▶ **Angezeigte Daten**:
****************************************

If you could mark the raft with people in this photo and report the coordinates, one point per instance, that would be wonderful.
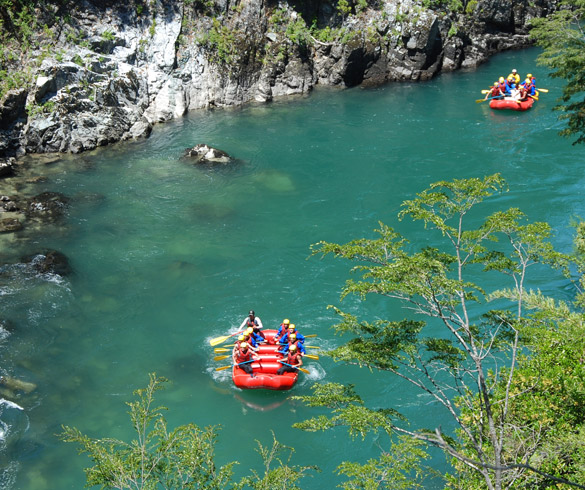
(265, 359)
(510, 94)
(512, 104)
(265, 369)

****************************************

▶ **Zu erledigende Aufgabe**: Gib alle Zeilen der Datensätze oben vollständig wieder, einschließlich der Textzeilen, und addiere dabei 8 zu jeder Zahl in den Koordinaten. Lass die Bilder in deiner Antwort weg.

▶ **Antwort**:
If you could mark the raft with people in this photo and report the coordinates, one point per instance, that would be wonderful.
(273, 367)
(518, 102)
(520, 112)
(273, 377)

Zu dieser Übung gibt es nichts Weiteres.